#### SOURCE RECORDS:
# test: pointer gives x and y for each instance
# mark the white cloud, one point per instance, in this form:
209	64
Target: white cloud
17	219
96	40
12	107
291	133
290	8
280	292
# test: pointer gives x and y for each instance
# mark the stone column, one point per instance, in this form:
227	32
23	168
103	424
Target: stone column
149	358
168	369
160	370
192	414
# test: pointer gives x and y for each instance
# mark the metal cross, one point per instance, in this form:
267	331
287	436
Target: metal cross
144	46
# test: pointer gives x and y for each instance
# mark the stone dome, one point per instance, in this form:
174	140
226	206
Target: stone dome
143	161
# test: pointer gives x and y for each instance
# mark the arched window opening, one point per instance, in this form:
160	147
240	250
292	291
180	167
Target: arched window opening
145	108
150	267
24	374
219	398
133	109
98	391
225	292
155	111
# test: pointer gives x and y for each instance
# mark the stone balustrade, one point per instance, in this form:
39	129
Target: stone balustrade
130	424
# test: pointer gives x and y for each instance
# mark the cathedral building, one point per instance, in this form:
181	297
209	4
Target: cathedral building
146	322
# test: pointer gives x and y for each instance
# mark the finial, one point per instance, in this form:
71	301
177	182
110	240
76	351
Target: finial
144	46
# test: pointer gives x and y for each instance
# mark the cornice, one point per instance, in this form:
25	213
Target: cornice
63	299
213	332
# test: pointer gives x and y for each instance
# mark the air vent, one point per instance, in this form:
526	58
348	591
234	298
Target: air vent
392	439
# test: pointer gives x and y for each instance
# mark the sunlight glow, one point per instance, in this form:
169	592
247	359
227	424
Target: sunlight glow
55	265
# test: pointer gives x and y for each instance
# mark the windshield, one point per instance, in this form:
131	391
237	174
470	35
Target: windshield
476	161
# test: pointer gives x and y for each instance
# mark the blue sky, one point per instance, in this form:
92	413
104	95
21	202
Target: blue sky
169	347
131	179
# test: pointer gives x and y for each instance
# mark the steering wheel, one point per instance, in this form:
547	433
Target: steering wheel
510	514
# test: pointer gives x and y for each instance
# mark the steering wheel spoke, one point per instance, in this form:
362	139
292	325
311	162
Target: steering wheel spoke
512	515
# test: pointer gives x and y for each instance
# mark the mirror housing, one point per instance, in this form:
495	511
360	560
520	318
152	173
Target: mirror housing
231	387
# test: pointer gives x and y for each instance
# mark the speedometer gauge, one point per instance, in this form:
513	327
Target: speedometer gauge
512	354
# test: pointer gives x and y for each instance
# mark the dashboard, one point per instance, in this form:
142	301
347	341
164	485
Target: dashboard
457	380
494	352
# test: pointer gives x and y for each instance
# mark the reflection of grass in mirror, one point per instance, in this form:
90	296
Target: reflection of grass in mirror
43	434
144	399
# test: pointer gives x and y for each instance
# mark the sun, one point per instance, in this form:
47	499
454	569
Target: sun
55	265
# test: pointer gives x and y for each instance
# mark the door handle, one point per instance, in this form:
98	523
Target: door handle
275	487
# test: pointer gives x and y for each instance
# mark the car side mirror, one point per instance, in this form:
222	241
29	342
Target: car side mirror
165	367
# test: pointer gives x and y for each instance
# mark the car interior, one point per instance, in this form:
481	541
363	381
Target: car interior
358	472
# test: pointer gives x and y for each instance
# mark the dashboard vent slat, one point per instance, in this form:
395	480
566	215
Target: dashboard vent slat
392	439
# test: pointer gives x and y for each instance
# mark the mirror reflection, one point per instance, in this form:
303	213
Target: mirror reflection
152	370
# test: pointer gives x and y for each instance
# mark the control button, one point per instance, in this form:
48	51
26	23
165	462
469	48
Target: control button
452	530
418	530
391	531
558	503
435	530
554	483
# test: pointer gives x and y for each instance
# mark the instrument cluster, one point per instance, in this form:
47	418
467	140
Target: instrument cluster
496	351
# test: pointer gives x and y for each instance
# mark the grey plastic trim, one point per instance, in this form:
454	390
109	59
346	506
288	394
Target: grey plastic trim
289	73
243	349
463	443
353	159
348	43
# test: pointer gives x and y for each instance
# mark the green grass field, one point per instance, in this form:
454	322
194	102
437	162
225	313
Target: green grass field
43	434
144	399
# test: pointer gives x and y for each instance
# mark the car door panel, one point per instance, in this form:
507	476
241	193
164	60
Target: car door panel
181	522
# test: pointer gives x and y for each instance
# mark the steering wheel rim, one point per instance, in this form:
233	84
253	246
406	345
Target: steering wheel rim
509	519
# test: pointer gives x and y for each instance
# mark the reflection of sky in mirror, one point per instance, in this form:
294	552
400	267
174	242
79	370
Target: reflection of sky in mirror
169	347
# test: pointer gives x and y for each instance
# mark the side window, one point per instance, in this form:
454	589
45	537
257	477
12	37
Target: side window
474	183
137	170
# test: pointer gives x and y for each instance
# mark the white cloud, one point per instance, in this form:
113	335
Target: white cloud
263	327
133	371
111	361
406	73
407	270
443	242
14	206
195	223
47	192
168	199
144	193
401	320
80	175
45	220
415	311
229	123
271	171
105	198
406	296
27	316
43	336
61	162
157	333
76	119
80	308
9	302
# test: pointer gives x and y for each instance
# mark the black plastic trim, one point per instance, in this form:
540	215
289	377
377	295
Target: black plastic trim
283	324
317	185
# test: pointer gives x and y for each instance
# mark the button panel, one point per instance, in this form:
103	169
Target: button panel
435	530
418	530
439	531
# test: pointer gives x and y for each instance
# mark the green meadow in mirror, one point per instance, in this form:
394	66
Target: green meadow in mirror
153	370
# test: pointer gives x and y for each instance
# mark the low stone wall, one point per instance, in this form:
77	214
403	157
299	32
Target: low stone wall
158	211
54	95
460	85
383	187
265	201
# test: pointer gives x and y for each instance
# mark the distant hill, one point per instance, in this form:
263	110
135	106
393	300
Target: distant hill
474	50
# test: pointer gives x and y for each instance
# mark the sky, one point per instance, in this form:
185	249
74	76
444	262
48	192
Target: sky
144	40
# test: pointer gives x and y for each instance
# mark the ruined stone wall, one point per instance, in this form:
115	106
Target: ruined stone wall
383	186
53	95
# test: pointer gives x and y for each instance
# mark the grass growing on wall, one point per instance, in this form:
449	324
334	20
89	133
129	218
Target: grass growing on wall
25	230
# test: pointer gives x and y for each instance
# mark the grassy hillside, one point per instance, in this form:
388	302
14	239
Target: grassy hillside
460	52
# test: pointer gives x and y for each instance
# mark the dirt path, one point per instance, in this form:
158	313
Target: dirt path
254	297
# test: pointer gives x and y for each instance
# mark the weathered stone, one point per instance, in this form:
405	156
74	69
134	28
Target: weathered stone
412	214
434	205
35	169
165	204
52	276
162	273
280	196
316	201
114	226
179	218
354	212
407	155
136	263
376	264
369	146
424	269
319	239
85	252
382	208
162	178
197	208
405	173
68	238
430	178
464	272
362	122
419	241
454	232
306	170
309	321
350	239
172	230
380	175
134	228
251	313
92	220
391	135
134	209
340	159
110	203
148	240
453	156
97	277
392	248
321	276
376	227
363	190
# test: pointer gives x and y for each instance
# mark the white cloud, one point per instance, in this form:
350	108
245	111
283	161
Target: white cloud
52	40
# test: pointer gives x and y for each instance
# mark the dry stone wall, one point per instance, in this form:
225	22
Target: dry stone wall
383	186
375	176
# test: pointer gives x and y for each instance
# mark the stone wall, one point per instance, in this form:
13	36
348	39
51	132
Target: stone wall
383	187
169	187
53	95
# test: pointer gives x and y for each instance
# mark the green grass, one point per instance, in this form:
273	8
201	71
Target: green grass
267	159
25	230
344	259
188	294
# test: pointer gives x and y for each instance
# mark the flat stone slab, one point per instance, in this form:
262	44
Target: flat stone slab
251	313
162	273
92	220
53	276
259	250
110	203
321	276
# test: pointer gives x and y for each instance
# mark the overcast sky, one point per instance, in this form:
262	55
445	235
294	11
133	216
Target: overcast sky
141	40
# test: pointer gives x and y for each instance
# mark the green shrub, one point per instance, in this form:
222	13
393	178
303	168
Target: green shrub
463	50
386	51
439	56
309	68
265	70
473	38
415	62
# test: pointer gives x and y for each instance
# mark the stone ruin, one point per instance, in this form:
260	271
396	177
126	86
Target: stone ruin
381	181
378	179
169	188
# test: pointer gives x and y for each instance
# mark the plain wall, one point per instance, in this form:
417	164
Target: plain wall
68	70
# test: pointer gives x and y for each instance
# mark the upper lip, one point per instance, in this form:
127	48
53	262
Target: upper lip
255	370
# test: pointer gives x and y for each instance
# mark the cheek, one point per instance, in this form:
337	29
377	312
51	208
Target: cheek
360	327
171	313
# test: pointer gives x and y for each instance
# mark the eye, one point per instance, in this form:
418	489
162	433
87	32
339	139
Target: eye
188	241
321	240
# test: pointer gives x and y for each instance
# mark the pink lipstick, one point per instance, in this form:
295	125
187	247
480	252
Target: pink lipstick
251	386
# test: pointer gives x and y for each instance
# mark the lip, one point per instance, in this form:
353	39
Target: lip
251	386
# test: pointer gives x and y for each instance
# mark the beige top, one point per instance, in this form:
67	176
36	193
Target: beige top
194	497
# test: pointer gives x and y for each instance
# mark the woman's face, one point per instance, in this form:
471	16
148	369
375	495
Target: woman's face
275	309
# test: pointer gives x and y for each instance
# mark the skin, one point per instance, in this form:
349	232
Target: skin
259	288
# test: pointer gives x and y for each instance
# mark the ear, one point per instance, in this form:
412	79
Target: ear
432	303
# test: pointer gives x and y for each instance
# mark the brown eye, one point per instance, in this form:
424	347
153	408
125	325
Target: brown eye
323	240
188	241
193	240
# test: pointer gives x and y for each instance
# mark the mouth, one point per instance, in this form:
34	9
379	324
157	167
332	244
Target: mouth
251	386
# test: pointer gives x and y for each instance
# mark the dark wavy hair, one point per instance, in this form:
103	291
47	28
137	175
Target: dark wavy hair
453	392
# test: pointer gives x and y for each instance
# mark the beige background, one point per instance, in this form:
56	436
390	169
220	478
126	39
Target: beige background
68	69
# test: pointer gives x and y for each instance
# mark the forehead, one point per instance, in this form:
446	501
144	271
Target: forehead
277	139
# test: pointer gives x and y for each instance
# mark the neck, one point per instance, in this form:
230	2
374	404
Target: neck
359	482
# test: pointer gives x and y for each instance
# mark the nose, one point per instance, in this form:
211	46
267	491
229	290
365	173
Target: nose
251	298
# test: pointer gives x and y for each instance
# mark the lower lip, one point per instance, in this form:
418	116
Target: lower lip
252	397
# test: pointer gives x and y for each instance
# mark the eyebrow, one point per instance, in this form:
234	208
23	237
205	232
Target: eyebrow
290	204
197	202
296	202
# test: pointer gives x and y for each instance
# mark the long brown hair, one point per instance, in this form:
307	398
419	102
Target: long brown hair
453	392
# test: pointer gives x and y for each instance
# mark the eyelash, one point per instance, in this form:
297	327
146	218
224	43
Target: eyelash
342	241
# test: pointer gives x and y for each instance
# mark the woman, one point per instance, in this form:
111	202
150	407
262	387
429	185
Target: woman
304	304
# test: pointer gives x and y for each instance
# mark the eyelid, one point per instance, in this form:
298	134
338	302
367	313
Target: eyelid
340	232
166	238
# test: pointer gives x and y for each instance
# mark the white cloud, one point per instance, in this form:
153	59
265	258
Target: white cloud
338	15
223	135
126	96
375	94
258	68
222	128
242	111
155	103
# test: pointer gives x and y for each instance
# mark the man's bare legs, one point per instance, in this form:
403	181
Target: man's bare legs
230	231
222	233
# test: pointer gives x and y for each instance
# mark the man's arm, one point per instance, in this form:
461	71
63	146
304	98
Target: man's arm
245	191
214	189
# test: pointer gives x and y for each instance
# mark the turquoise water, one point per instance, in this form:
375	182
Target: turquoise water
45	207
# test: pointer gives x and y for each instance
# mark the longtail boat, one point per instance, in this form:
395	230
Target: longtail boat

#### TASK TO COMPLETE:
Extract every line of the material above that contains the string "finial". The match is case-sensitive.

#### SOLUTION TO THE PROBLEM:
# mark the finial, one point per instance, in this form:
Target: finial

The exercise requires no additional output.